Location annotation dataset excerpts

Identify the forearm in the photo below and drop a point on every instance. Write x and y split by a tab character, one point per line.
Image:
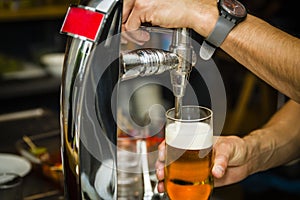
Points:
277	142
268	52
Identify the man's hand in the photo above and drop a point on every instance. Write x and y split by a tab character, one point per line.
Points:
230	161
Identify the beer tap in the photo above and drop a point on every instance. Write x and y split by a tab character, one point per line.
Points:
181	45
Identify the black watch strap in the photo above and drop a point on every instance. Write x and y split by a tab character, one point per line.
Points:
216	37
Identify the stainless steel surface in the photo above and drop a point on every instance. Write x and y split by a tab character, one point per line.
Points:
88	127
89	92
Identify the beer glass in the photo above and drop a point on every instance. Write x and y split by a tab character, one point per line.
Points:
189	154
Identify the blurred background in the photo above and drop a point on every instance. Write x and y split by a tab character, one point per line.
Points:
31	56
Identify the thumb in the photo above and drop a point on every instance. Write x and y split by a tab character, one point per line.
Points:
220	165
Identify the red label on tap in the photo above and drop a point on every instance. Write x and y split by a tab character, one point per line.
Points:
82	22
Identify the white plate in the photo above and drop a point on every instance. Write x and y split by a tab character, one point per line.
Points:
14	164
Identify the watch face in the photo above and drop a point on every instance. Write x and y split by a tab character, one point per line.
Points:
233	7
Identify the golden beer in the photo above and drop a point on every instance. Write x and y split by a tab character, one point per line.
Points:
189	177
189	160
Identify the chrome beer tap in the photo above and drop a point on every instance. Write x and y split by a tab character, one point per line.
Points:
93	67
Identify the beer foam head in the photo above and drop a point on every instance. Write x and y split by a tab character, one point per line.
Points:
191	136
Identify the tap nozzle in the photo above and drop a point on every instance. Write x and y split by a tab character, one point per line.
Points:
146	62
182	46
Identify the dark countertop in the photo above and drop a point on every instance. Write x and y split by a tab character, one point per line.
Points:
42	102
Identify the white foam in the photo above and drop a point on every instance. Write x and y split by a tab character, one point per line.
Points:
191	136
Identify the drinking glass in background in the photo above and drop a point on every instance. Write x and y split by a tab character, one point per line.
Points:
189	154
11	186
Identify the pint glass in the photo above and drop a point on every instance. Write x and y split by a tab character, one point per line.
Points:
189	154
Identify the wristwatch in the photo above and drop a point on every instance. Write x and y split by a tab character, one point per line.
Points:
231	13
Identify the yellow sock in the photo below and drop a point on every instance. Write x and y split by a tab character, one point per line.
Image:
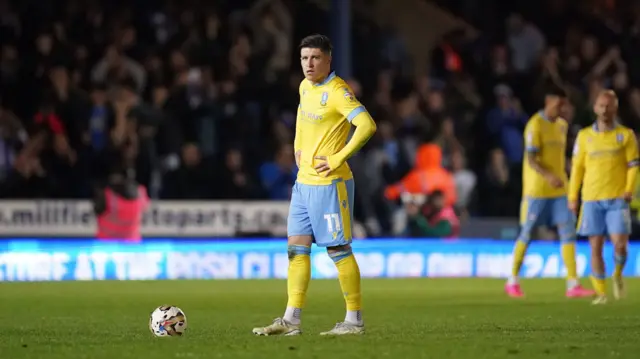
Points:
568	250
519	251
299	276
349	276
620	260
598	283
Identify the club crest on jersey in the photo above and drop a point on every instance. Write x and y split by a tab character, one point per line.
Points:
324	98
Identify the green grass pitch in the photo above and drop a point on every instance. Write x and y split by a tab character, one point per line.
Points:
406	319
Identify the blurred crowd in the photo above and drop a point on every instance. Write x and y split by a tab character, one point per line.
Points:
197	99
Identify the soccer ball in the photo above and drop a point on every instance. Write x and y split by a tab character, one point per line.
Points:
167	320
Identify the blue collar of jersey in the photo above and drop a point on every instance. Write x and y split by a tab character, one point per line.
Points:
325	81
595	126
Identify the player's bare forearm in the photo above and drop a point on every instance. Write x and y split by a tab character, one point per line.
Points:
575	180
632	175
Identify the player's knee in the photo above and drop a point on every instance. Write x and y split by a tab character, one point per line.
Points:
620	247
567	232
596	244
524	236
339	253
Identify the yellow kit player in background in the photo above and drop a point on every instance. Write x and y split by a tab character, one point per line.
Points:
605	165
544	196
322	199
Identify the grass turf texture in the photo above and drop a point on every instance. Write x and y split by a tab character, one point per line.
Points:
409	318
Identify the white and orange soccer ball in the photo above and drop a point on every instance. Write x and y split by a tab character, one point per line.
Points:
168	321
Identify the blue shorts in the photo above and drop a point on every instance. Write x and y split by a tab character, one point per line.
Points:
322	211
551	212
606	217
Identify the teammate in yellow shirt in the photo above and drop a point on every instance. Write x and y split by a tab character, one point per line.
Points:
544	199
605	165
322	198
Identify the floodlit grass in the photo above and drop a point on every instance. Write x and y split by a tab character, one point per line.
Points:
406	319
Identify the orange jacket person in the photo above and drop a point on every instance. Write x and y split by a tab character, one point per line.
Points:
426	177
119	208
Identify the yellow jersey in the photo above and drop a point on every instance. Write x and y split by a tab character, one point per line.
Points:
323	125
548	141
605	163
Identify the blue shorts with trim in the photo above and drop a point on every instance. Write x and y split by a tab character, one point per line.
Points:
322	211
606	217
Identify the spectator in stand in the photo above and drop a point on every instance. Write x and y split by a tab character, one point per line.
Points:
499	199
465	181
194	179
279	176
505	123
433	219
427	176
235	180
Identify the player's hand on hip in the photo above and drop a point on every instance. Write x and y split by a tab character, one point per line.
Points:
325	167
298	155
573	206
555	181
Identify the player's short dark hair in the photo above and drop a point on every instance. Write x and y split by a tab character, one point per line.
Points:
317	41
554	90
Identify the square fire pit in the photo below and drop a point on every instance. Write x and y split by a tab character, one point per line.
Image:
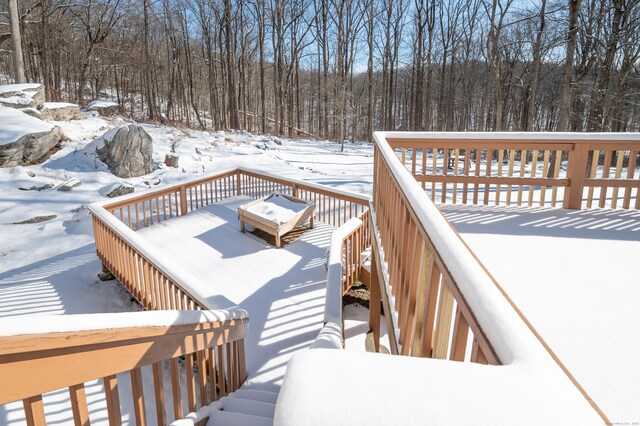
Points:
276	214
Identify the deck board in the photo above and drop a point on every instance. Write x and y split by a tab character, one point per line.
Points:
576	277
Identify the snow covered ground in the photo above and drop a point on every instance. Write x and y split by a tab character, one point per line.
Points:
50	267
576	276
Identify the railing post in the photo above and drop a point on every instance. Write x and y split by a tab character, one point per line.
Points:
576	167
374	305
183	200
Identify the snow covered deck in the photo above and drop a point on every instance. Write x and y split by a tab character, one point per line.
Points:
576	277
283	290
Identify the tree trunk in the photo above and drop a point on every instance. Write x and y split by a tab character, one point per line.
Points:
565	103
16	42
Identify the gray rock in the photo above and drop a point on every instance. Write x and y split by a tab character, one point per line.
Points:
69	185
127	151
60	111
22	95
33	143
171	160
103	107
33	113
119	189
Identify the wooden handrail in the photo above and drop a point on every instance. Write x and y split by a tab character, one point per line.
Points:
35	363
525	168
427	271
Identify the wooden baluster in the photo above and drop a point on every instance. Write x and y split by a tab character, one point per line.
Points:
424	266
556	174
459	339
430	311
158	387
424	166
230	375
576	168
113	400
175	389
477	165
631	168
619	160
467	165
443	323
243	361
545	172
498	186
413	266
487	186
456	172
534	172
191	383
144	214
512	157
138	397
445	170
477	355
605	175
413	162
222	383
374	303
79	408
34	411
434	171
523	162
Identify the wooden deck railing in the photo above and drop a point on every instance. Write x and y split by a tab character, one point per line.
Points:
202	357
153	284
426	313
439	300
543	169
353	244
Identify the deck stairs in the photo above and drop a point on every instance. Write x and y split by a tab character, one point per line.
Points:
246	406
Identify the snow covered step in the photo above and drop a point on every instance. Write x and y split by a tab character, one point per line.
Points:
247	406
256	395
228	418
365	257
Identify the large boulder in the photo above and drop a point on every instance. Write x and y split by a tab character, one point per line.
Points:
25	140
60	111
27	95
127	151
103	107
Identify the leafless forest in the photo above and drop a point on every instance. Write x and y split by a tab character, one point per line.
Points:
337	69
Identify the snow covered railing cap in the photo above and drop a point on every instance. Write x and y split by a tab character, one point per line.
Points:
45	324
203	293
511	136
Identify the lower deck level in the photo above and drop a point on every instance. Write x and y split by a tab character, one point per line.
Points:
576	277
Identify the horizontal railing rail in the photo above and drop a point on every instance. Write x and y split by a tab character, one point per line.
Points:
200	354
573	170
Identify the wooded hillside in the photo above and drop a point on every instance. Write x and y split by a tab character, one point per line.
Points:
340	69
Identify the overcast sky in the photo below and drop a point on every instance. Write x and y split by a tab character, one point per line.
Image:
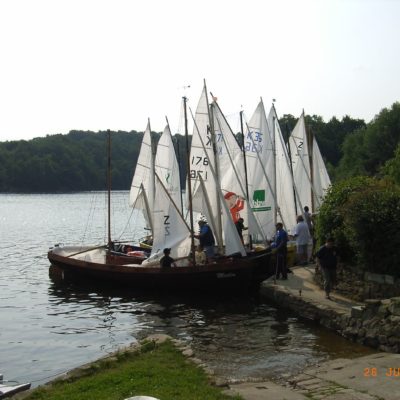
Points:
111	64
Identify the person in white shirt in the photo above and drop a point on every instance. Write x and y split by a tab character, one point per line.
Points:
302	236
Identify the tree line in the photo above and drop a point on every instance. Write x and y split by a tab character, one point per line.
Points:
77	161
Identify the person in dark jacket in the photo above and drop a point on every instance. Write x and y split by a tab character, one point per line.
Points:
167	261
327	260
206	238
281	239
240	228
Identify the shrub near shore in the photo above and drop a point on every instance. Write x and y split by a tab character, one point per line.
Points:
363	214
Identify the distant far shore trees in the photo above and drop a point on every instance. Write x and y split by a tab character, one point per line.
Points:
77	161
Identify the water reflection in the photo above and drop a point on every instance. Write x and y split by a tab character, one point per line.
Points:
239	337
48	329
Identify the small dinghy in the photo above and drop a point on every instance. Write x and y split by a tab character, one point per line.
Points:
9	388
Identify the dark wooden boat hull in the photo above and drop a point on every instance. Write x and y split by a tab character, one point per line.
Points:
224	274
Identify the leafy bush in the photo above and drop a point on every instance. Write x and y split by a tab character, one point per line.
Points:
363	214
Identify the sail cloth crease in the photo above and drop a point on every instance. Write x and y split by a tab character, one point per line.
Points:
285	191
143	178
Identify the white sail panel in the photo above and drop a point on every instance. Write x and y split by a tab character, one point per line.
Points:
261	170
321	180
144	172
301	165
202	162
285	194
233	244
166	166
169	228
232	171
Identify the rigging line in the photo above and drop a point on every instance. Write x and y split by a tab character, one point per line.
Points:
90	216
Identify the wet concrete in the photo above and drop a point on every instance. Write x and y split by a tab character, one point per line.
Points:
371	377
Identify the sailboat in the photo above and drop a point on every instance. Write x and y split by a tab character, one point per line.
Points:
233	270
309	172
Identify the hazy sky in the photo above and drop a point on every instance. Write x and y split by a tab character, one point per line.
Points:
111	64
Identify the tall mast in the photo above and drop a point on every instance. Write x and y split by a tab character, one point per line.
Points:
310	141
109	187
291	166
245	170
189	183
244	155
274	163
217	180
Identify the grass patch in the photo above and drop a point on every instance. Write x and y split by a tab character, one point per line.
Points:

**TASK**
Repeat, with no changes, each line from the one with "Identify the distant" to the end of the listing, including both ends and nothing else.

**COMPLETE ANSWER**
Identify the distant far shore trees in the photo above and drop a point on every instance. Write x and y split by a tab character, one point per line.
Points:
77	161
Identify the water reflection in the photo above and drop a point on every instance. Write x and y split by a tab character, one point per line.
Points:
239	337
48	329
Identify the small dinghy in the photo above and drop a point on every instance. Write x and y split by a tab character, one point per line.
Points:
9	388
Identify the dark wooden boat hull in the photo above and drop a point on every instance. Write x and y split by a tab character, one point per line.
Points:
224	274
Identify the leafy bush in the photo above and drop a point on every instance. Write x and y split by a tab character, one point per line.
Points:
363	214
Identify the sail cloth crease in the photo above and drop a point on every instance. Write x and y split by a tab character, one point per line.
Points:
285	191
143	178
Identify the white sail panel in the photo above and drop a point on every instance. Write x and y split by a tab character, one point per line.
Points:
261	170
321	180
144	172
301	165
202	162
285	194
233	244
166	166
169	228
232	171
Identify the rigging line in the photo above and drop a point on every instance. Write x and y split by a tab character, one point per line.
Points:
90	216
Identify the wet concrete in the photo above and drop a point on every instance. Write x and y split by a tab character, one point per line.
Points:
371	377
Identify the sailboat in the photo above and drop a point on every instance. Write x and y split by a tab character, one point per line.
Points:
233	270
309	172
Identify the hazy sky in the photo above and drop a point on every instance. Write x and y split by a tab character, one point per line.
Points:
111	64
Identify the tall mast in the photo above and drop a point on every instance. Write x and y split by a tab character, one point per line.
Points:
310	141
109	187
291	166
245	170
189	183
244	155
274	163
217	180
Identify the grass patch in the photo above and drop a point on every instance. Write x and y split by a tab character, one point per line.
Points:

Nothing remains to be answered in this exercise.